Qué redactar - ¿Puedes continuar el texto sobre la marinería de los barcos que viajaban a las Indias a partir de su última frase?

Texto proporcionado -
──────────────────────────────
Entre la marinería se admitía a extranjeros, viéndose sobre todo portugueses, genoveses, napolitanos, malteses, flamencos y alemanes. Como muchos de estos estaban en situación ilegal en España, se resignaban a un salario más bajo con tal de enrolarse hacia las Indias. Toda la tripulación estaba confinada como siglos más tarde lo estarán los obreros en las fábricas, siendo un barco grande de la época la máquina más sofisticada conocida, y así los que alcanzaban los puestos más importantes, habían de prepararse muy cuidadosamente y bajo una supervisión constante. Pero las condiciones de trabajo eran pésimas: además de una fuerte inseguridad y un alto riesgo personal, los marineros debían estar disponibles a cualquier hora del día y de la noche según el tiempo atmosférico, y los accidentes de trabajo eran constantes, incluyendo las batallas, que eran frecuentes; además, las tripulaciones quedaban sujetas a sus jefes en tierra.

Para ascender profesionalmente en la marinería lo más importante era la experiencia, empezando por los “pajes de nao”, niños que se ocupaban de la limpieza a bordo, eran criados y cumplían ciertas funciones religiosas cantando en alto algunas lecciones de la doctrina cristiana. También llevaban el cómputo de las horas mediante grandes relojes de arena (ampolletas) que debían ser volteados cada media hora, momento en el que los pajes debían recitar una salmodia para que se supiese que no se habían olvidado.
──────────────────────────────
Material aportado -
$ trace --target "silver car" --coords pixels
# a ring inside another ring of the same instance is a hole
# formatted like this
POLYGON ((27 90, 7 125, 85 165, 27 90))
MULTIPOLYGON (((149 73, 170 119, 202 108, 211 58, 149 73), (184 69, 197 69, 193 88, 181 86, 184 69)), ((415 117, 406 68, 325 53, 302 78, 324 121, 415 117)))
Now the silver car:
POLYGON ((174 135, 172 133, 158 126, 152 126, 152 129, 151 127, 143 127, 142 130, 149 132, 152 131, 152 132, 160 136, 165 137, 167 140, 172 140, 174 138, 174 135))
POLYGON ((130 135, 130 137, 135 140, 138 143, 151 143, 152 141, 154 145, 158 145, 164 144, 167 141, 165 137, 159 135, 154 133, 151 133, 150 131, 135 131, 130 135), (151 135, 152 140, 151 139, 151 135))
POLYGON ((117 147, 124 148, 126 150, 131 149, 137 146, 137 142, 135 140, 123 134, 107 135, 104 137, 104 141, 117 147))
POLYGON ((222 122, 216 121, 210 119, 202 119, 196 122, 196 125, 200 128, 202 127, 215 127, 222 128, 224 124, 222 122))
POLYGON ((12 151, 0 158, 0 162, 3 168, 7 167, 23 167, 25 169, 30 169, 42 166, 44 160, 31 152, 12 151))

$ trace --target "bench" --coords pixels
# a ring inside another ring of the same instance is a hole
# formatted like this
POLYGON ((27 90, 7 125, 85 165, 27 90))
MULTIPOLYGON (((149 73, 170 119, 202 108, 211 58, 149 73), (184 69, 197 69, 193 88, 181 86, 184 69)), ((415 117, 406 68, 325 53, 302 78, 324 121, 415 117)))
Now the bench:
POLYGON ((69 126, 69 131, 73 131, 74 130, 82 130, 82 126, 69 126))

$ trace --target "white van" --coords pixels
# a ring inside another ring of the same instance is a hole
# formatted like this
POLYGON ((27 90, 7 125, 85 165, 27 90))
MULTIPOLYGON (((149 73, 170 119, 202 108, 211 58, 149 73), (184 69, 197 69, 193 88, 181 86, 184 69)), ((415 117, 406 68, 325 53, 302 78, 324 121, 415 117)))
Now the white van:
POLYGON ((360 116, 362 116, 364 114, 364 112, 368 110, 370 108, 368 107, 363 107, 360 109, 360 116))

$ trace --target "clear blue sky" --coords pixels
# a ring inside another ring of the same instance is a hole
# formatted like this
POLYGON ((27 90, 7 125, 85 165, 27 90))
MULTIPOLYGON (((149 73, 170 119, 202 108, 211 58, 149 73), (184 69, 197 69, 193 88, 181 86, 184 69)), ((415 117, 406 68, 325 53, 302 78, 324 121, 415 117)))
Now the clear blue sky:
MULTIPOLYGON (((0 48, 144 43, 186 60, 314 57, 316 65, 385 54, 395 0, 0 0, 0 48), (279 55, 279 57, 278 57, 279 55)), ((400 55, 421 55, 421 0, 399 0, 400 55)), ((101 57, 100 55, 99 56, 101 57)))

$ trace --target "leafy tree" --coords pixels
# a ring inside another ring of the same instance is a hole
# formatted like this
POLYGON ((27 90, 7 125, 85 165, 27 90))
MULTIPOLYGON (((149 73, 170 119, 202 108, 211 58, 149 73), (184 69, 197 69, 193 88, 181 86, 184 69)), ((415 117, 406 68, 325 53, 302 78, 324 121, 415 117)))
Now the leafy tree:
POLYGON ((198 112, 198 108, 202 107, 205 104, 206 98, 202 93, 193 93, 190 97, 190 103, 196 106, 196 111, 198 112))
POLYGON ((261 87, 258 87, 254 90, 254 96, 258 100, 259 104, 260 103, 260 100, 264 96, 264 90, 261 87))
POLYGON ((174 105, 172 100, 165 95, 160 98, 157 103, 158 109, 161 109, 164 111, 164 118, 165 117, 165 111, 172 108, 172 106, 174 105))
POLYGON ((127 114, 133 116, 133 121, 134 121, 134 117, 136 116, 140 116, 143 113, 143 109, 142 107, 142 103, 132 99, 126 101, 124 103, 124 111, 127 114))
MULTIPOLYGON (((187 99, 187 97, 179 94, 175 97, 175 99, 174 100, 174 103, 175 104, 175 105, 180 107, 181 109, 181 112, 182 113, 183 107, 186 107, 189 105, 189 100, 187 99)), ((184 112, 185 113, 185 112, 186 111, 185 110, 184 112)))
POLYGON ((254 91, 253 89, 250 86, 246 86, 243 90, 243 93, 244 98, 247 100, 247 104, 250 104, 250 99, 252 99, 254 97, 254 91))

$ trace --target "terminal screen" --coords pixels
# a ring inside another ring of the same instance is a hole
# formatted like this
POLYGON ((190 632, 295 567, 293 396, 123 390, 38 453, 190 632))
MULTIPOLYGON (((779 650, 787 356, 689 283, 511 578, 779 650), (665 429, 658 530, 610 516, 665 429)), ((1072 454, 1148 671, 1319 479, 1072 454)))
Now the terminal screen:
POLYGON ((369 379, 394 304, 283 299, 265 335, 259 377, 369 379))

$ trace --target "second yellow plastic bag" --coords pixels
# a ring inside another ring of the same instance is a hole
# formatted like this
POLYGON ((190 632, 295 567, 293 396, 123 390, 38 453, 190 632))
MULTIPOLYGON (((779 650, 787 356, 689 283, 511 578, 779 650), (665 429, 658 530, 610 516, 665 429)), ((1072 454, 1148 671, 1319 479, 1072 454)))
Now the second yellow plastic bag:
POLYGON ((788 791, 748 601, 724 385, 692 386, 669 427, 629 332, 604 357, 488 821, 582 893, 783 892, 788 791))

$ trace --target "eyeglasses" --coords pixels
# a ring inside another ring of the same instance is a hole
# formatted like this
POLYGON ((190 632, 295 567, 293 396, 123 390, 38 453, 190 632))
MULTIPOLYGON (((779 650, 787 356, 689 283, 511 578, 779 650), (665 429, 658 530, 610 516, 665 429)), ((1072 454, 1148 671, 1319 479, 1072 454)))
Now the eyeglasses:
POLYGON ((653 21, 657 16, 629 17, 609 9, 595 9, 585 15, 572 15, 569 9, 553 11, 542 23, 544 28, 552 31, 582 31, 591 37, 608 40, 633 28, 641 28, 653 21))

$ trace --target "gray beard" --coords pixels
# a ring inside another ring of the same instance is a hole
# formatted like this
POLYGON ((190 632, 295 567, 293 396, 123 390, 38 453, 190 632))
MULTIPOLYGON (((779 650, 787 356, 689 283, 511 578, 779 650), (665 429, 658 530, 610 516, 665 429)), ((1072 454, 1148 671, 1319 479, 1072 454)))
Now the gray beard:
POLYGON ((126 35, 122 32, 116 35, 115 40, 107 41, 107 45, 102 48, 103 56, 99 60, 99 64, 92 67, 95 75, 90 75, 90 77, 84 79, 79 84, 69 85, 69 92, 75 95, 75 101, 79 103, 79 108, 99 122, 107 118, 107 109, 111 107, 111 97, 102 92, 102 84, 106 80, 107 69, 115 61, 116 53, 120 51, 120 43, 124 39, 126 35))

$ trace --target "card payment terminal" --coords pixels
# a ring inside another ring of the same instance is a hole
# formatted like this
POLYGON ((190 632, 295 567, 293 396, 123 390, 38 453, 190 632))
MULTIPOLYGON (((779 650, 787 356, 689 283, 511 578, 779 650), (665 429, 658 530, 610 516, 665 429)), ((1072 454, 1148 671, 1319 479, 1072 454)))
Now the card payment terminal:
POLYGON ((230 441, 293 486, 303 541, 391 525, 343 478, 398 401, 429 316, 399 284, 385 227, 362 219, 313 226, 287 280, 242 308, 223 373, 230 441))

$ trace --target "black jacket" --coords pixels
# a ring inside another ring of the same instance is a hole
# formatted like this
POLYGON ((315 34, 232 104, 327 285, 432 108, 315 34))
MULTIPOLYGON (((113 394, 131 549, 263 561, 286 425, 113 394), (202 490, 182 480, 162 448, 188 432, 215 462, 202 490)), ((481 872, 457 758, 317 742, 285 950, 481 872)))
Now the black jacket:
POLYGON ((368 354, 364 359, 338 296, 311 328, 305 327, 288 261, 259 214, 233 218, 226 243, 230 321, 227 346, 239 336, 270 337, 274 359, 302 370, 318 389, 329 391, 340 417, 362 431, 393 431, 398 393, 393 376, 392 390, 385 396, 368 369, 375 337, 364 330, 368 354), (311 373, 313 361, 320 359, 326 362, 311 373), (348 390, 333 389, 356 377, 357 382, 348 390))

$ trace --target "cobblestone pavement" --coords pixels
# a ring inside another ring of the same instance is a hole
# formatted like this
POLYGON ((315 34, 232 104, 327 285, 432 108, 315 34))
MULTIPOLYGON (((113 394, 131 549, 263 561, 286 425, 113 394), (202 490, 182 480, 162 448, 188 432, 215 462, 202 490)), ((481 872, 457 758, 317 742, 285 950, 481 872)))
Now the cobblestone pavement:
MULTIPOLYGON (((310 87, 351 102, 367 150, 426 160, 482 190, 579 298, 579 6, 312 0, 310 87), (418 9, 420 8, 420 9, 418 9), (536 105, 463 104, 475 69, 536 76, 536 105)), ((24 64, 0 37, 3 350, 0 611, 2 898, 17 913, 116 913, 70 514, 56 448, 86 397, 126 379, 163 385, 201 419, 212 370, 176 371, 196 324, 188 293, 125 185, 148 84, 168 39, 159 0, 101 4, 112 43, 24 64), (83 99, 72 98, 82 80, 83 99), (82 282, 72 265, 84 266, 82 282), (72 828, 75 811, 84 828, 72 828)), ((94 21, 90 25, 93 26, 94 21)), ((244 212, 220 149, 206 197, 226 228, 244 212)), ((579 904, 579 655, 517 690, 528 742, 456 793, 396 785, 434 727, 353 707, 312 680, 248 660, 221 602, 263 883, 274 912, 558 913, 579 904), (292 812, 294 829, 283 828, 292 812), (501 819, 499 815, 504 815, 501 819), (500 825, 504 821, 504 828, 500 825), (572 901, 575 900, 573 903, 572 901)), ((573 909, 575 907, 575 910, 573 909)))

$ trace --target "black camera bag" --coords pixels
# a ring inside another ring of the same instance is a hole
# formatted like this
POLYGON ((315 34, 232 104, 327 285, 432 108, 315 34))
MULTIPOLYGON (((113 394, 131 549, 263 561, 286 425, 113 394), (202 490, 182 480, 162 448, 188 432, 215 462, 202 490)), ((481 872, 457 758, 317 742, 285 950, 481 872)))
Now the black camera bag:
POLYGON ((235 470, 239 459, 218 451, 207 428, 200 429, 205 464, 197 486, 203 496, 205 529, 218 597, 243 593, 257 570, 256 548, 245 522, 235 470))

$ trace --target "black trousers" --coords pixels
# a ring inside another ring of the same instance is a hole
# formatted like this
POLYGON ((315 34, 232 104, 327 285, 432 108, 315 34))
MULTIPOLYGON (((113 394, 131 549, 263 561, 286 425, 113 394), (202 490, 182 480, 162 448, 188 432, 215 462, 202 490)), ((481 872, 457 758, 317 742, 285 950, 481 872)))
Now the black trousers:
──────────────────────────────
Respuesta escrita -
A los diecisiete años podían ascender a grumetes, que realizaban operaciones de gran responsabilidad, como subir por la arboladura y otras tareas pesadas como la carga y descarga. A los 25 años se llegaba a marinero, que llevaba la caña del timón o realizar maniobras más complejas. A los cuarenta años estos marineros se podían considerar ancianos en muchos casos, por lo que podían pasar a contramaestres y/o guardianes, encargados de la disciplina; el despensero y el condestable eran otros cargos, este último encargado de la conservación de las armas. Un carpintero y un calafate por embarcación cobraban salarios superiores a los de la marinería.

Los cargos superiores eran el piloto, el maestre y el capitán, este último jefe militar del buque, que en las grandes naves de carga solía ser un hidalgo. El piloto debía conocer cada uno de los accidentes geográficos de las costas y podía ascender si sabía leer y escribir. El maestre era el administrador económico, que era a la vez dueño del barco salvo que este fuese muy grande, en cuyo caso se contrataba a uno que supiese el oficio y que, además, debía entregar importantes fianzas pecuniarias para garantizar la justa administración durante los ocho o nueve meses que duraba la campaña de navegación, pero en la Carrera de Indias muchos realizaban sus negocios ilegales: traficar con el cáñamo de los aparejos, sisando el vino y la comida, sustrayendo pólvora, etc.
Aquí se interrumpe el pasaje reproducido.